> Provided records:
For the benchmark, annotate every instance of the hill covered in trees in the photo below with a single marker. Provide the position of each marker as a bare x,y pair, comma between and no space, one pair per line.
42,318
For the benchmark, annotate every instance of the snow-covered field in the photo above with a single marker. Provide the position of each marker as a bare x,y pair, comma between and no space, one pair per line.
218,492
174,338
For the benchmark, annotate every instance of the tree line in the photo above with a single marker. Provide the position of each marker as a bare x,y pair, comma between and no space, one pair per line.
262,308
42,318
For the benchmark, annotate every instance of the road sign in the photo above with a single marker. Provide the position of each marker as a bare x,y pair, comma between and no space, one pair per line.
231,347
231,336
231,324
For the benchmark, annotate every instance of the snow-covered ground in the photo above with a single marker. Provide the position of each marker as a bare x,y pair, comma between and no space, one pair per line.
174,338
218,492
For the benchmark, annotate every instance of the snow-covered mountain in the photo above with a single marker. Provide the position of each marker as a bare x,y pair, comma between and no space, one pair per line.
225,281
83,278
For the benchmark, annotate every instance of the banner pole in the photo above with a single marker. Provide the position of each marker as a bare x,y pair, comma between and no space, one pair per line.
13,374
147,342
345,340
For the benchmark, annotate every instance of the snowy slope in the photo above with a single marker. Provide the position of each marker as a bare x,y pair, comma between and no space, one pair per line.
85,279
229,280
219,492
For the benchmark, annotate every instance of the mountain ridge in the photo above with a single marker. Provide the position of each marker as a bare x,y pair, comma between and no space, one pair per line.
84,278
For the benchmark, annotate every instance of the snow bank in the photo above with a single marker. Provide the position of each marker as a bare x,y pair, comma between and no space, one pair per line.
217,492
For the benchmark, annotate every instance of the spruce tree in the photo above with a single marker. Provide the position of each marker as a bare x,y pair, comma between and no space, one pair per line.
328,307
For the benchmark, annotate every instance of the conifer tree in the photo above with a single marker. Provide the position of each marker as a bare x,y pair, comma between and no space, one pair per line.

> What is asked: Repeat every entry exactly as written above.

> Written solution:
For the benchmark, annotate every instance of the hill covered in trees in the photo below with a single marker. Provide the position of each marker as a bare x,y pair, comma between and no space, one pair per line.
42,318
For the benchmark, annotate every instance of the snow-covered field in the photo above with a single marker. Provide the position of each marker as a bare x,y pair, comma between and no space, one pair per line.
218,492
174,338
For the benchmark, annotate every instance of the tree line in the photo above with a single marker. Provide the position of each marker as a bare x,y pair, comma between and no space, one pair per line.
262,308
42,318
For the benchmark, annotate every instance of the road sign in the photo above with a single marker. Provide the position of each marker as a bare x,y pair, comma between and no space, one pair per line.
231,347
231,336
231,324
For the benchmark, annotate every instance of the snow-covered ground in the photo above with a single marker. Provide the position of each marker as a bare x,y pair, comma between and no space, one pair per line.
174,338
218,492
For the benchmark, annotate every instance of the snow-covered mountain in the photo above with a single marker. Provide the position of each marker as a bare x,y pair, comma between and no space, one pair per line.
225,281
83,278
For the benchmark, annotate every instance of the banner pole in the photo above with a single marker. Provide the position of each marker as a bare x,y pair, comma between and no space, one pair per line.
13,374
147,342
345,340
For the benchmark, annotate every instance of the snowy slope in the photo above with a single marker. Provide the position of each marker as a bare x,y pair, comma between and no space, one pair per line.
85,279
229,280
219,492
For the benchmark, annotate every instance of the mountain ridge in the photo above with a single marker. Provide the position of each marker as a bare x,y pair, comma between and no space, one pair per line.
84,278
For the benchmark, annotate every instance of the snow bank in the photo above with a single marker. Provide the position of each marker as a bare x,y pair, comma between and no space, one pair per line.
217,492
For the benchmark, annotate every instance of the spruce tree in the photo above with a single marker. Provide the position of each marker as a bare x,y pair, comma between and no space, one pair per line.
328,307
For the benchmark, annotate every instance of the conifer tree in the photo above with a single marker. Provide the position of each marker as a bare x,y pair, comma between and no space, one pair per line.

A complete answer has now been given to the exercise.